> [Extract to read]
Referring to FIG. 4, embodiments of the present disclosure provide an antenna touch multiplexing device 100. The antenna touch multiplexing device 100 includes an antenna 110, a touch signal transmission path 120, a radiofrequency (RF) signal transmission path 130, a touch chip 150, and an RF chip 160. The antenna 110 is connected to the touch chip 150 via the touch signal transmission path 120, and a touch signal received by the antenna 110 may be transmitted to the touch chip 150 via the touch signal transmission path 120. The antenna 110 is connected to the RF chip 160 via the RF signal transmission path 130, and an RF signal transmitted and received by the antenna 110 may be transmitted to the RF chip 160 via the RF signal transmission path 130. The touch chip 150 is communicatively connected with the RF chip 160. The touch chip 150 may transmit specific state information of a touch trigger to the RF chip 160. A signal received by the RF chip 160 for controlling one or more parameters of the touch chip 150 may be transferred to the touch chip 150.

> [Data records]
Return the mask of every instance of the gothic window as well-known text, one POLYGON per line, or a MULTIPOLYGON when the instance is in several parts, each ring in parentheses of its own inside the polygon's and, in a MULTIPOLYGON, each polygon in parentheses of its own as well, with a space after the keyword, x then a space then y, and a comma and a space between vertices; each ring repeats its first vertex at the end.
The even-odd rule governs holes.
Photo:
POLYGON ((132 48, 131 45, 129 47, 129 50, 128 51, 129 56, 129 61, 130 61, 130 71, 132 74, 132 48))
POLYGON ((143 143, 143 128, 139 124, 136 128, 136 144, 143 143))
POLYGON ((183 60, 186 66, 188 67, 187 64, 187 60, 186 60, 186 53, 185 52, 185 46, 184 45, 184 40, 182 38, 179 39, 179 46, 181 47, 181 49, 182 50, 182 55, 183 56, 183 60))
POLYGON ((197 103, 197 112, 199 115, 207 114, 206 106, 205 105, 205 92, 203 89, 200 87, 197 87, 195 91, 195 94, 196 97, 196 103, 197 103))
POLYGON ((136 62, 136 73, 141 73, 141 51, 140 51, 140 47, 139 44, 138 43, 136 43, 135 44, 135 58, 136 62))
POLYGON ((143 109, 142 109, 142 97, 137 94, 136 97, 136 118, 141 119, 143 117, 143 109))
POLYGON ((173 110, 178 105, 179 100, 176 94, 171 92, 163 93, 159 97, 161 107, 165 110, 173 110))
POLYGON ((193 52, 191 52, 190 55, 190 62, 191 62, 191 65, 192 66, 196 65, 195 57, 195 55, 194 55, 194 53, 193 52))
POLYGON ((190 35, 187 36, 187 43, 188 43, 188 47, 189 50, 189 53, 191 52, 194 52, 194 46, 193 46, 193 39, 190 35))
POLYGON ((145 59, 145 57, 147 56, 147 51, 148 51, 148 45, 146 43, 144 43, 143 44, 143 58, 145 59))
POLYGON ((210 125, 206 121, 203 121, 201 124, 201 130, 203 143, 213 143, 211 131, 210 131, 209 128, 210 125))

> [Your objective] According to the antenna device description, what can the touch chip transmit to the RF chip? You won't need the items for this.

> [Task answer] Specific state information of a touch trigger.